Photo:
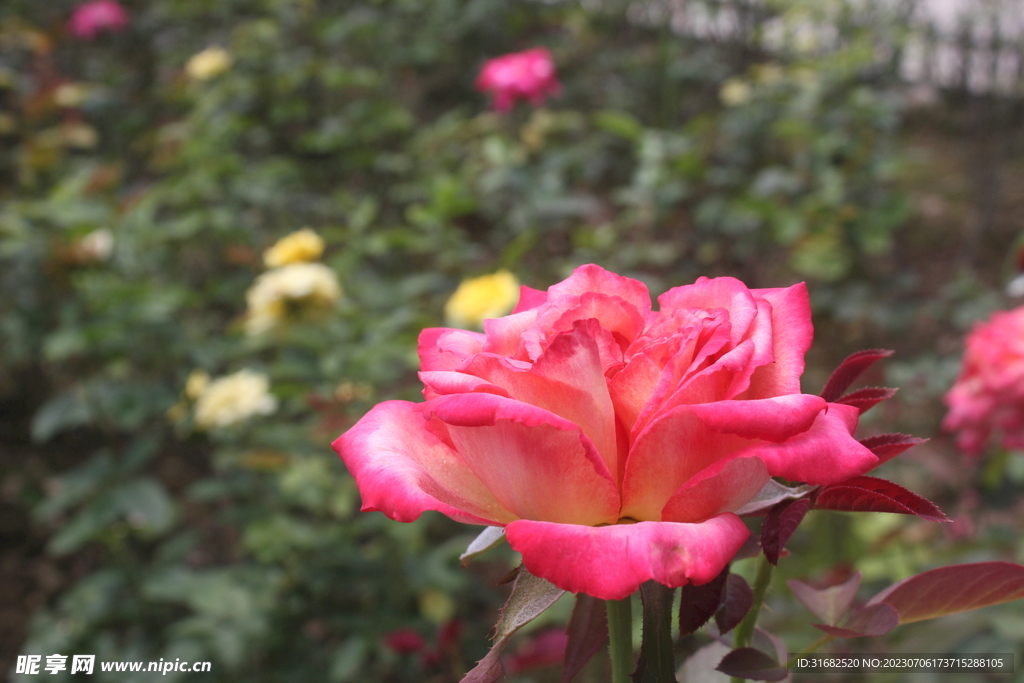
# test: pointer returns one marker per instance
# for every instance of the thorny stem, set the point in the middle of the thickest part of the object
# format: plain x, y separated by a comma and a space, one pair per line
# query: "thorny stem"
745, 629
621, 639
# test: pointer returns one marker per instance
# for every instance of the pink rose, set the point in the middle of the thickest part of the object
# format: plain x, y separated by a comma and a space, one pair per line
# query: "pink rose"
90, 18
528, 75
988, 394
613, 443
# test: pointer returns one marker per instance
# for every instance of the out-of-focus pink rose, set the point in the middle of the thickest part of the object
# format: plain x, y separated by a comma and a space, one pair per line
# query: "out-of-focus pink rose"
613, 442
528, 75
404, 641
89, 18
988, 395
545, 649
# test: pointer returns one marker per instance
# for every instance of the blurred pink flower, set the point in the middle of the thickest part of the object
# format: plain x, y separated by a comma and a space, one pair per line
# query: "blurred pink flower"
988, 394
528, 75
545, 649
404, 641
89, 18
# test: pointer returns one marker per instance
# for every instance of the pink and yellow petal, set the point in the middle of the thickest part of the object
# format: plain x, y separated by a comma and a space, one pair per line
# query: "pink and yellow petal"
402, 469
610, 562
538, 465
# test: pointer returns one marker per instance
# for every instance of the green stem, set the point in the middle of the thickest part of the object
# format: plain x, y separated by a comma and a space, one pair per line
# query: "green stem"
621, 639
745, 629
744, 632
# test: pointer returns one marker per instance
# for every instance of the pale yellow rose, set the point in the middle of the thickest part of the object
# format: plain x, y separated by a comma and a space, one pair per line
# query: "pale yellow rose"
734, 92
301, 246
481, 298
235, 398
211, 61
293, 290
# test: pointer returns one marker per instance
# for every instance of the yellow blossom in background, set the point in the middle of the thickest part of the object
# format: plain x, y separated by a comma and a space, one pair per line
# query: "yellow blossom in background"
734, 92
211, 61
233, 398
301, 246
197, 383
480, 298
292, 290
71, 94
96, 246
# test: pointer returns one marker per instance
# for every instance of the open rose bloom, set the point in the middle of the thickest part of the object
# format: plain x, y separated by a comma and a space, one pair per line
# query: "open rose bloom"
988, 395
613, 442
527, 75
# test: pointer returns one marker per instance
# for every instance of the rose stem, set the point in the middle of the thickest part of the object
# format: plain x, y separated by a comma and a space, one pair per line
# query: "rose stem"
621, 639
745, 629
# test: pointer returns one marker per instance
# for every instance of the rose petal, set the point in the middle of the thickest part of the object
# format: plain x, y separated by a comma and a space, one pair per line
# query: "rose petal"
770, 419
444, 348
402, 470
592, 278
567, 380
632, 387
610, 562
538, 465
709, 294
671, 450
793, 333
529, 298
440, 382
725, 486
504, 335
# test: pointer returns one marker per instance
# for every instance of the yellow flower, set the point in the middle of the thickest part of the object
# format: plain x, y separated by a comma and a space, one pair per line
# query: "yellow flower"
734, 92
480, 298
96, 246
235, 398
211, 61
292, 290
71, 94
297, 247
197, 383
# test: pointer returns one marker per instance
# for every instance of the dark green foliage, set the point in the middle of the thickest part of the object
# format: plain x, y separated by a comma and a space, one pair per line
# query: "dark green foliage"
242, 545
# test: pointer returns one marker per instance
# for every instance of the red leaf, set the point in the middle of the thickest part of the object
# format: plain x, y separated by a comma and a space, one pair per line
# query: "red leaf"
869, 621
736, 601
829, 603
588, 632
850, 370
781, 521
867, 397
872, 495
953, 589
887, 446
698, 603
752, 664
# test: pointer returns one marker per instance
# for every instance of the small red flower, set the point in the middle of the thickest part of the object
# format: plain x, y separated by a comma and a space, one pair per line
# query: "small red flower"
90, 18
528, 75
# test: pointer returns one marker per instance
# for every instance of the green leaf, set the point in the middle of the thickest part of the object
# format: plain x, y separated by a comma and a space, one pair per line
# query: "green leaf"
60, 413
530, 596
492, 537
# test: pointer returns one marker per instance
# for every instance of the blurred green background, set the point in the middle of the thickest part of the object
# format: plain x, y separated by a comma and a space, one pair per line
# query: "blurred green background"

(Action item): Leave out the pictures and give the listing above again exactly.

(Answer for this exercise):
Photo:
# test: pointer returns one marker per instance
# for every instance of the thorny stem, set the point in the middle of the thickest part of the object
# format: plain x, y separated by a comma and a space, one pair per line
# query: "thorny stem"
745, 629
621, 639
# test: pointer returns one marker per instance
# for every instance of the pink rose, set the point in the middle of the thickest part of the object
# format: plain x, y separated by a comma and a space, one pair per line
# query: "pink rose"
90, 18
528, 75
988, 394
613, 443
# test: pointer returns one marker per instance
# for every instance of the out-of-focus pink rose, set the point in the middle of the thickest part of the object
# format: plain x, y separated by a comma and a space, one pair per line
# query: "out-of-focus pink rose"
613, 442
528, 75
404, 641
89, 18
988, 395
545, 649
# test: pointer returns one marker per instance
# for every instance of the blurred pink flower, set the point in the middle of the thickest part of the object
# format: plain x, y separated by a comma and a space, one pair per line
# query: "blurred pink flower"
988, 394
528, 75
545, 649
404, 641
89, 18
# test: pointer returns one marker per instance
# for every instance of the pink and yellow petal, set the point in the middle of the thickest part of the object
# format: plain x, y separated by a comma and a space, one pair per line
# query: "pink and yellow petal"
402, 469
610, 562
538, 465
# test: pointer returns one marker per instance
# for every instance of the green stem, set the point in the middle of the thickest part of the object
# format: plain x, y separated by a comma and a space, one pair per line
# query: "green stem"
621, 639
745, 629
744, 632
# test: pointer returns one marker per instance
# for every instance of the pale yellow rose, set the point in the middle of the thickest part of the object
# format: plain x, y separated by a comma and a space, one pair per line
# query: "pale yellow rose"
734, 92
301, 246
481, 298
235, 398
211, 61
293, 290
# test: pointer returns one marker per instance
# for every instance of the yellow blossom in background, set the point in the middle of the thickest part of the object
# format: plain x, y separated by a comma and a space, one pair per line
# query: "yellow blossom in background"
734, 92
211, 61
233, 398
301, 246
197, 383
480, 298
292, 290
71, 94
96, 246
# test: pointer returns one marker per instance
# for every instance of the open rose bloom, set the point in the middle of the thickest part of the object
# format: plain x, y separated by a comma and a space, one pair per line
# query: "open rose bloom"
988, 395
613, 442
527, 75
# test: pointer returns one marker per instance
# for every instance of the rose stem, set the point in the middle of the thickest part of the object
# format: plain x, y separated by a comma and a space, one pair per line
# query: "rose stem"
621, 639
745, 629
# test: pointer returns one marker per instance
# for every instance of the rose petal, set the point in the middle of the thickest part of the object
# format: plain x, y separated by a comma and a space, one pair per line
# query: "rose petal"
770, 419
444, 348
402, 470
592, 278
567, 380
632, 387
610, 562
538, 465
709, 294
671, 450
793, 333
529, 298
440, 382
725, 486
504, 335
# test: pointer returns one marker per instance
# for every instance of the yellow flower, set the point in the middle of the thickest part of the object
# format: plain x, y separated by a comma and a space, one pair per line
# query: "yellow flower"
734, 92
480, 298
96, 246
235, 398
211, 61
292, 290
71, 94
297, 247
197, 383
# test: pointer returns one marker per instance
# for every instance of the dark green foliage, set the point in the middle of the thickest part of the object
# format: plain x, y separated by a comma and a space, one pair per line
# query: "dark green foliage"
242, 545
# test: pointer returns one marker per instance
# for every instance of the red leaf, set the point in the middle of the thickest part of the object
# format: plain x, y separated by a comma and a space, one pair per line
# query: "red leaf"
869, 621
736, 601
829, 603
588, 632
850, 370
781, 521
867, 397
872, 495
953, 589
887, 446
698, 603
752, 664
# test: pointer returns one marker per instance
# for every instance of the small red flower, set the point in the middle of the thickest part of the object
# format: plain x, y separated by a comma and a space, one pair per line
# query: "small red flower"
90, 18
528, 75
# test: pointer returns one marker per instance
# for every instance of the green leaf, set the point in the middle of the thickest part of the object
# format: plain x, y separated by a comma and a space, one pair per line
# query: "green leaf"
60, 413
530, 596
492, 537
# test: pointer returns one marker per instance
# for every instance of the blurred green background, set the point in the middle of the thickest part of the object
# format: plain x, y separated by a comma and a space, one pair per line
# query: "blurred green background"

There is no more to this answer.